[WORKING DATA Boundary: Start]

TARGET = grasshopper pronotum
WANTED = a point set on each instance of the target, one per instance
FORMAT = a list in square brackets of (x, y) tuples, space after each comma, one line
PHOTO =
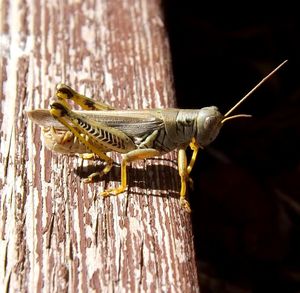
[(136, 134)]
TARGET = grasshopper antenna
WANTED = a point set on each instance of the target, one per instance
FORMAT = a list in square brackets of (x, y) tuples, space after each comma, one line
[(248, 94)]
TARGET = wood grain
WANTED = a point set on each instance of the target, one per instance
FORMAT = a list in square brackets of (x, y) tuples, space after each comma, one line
[(57, 234)]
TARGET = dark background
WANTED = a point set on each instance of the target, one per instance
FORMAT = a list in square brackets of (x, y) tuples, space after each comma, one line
[(246, 198)]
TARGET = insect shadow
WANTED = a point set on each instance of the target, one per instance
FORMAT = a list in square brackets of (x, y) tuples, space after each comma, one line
[(158, 177)]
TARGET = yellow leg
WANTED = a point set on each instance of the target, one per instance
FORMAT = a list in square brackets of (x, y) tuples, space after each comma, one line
[(64, 93), (58, 114), (182, 169), (194, 147), (134, 155)]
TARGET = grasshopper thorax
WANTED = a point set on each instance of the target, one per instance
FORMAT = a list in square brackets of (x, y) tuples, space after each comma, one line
[(208, 125)]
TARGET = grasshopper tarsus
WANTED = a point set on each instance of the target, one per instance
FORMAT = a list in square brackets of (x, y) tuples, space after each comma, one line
[(136, 134)]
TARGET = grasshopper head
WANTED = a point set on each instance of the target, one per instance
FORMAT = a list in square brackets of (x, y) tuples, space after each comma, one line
[(209, 123)]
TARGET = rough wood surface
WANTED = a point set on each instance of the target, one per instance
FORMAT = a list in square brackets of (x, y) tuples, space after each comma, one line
[(56, 234)]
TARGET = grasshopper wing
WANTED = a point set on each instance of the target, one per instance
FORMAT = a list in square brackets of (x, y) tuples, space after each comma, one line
[(135, 123)]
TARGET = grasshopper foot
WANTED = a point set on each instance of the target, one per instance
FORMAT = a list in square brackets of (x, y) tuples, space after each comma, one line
[(191, 183), (87, 156), (94, 177), (185, 205)]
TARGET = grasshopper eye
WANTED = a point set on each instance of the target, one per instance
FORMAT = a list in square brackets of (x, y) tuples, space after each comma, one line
[(210, 122)]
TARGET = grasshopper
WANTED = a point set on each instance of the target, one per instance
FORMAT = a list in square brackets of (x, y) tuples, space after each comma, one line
[(136, 134)]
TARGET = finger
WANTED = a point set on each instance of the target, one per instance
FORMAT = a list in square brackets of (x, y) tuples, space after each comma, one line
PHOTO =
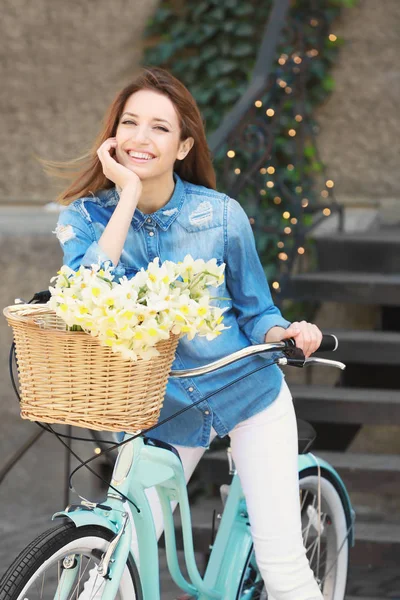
[(104, 150), (291, 331), (311, 338)]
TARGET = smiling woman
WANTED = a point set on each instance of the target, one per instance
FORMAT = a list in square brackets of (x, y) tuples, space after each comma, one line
[(147, 190), (148, 148)]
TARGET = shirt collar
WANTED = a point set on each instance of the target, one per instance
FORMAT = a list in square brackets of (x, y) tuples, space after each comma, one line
[(164, 216)]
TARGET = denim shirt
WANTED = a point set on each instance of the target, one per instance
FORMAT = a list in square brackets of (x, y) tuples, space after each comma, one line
[(205, 224)]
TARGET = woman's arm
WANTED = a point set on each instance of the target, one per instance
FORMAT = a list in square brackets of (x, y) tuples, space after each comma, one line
[(258, 316), (114, 235), (246, 280)]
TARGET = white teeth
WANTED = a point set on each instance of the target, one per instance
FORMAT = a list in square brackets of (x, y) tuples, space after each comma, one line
[(139, 155)]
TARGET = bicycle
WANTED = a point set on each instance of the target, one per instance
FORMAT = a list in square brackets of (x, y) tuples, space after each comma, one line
[(56, 564)]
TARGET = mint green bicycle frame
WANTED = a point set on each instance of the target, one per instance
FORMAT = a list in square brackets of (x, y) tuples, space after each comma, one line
[(140, 466)]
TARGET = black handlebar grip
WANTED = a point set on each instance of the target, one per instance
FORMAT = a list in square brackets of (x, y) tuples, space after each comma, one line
[(329, 343)]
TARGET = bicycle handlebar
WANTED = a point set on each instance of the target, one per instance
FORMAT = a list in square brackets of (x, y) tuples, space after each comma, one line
[(293, 356)]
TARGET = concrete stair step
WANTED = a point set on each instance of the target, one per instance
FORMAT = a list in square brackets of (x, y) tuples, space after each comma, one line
[(372, 251), (345, 286), (320, 403), (367, 347)]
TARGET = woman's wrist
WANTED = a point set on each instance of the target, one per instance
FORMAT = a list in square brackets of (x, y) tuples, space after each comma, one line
[(130, 192)]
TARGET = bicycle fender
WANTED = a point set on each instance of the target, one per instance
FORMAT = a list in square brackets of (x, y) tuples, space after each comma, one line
[(307, 461), (81, 517)]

[WORKING DATA Boundary: End]

WORK ORDER -
In the records above, find the lines holding "handlebar". Copy each one.

SOLUTION -
TARGET = black handlebar grip
TARGET = bicycle handlebar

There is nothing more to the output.